Exercise prompt –
The entries are to be output once more, word for word.

Dataset entries

-=-=-=-=-

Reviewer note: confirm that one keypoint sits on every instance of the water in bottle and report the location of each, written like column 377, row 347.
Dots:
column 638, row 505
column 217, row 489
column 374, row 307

-=-=-=-=-

Output of the exercise –
Reviewer note: confirm that one keypoint sits on every instance of the water in bottle and report the location of each, written like column 377, row 347.
Dots:
column 638, row 505
column 217, row 489
column 374, row 307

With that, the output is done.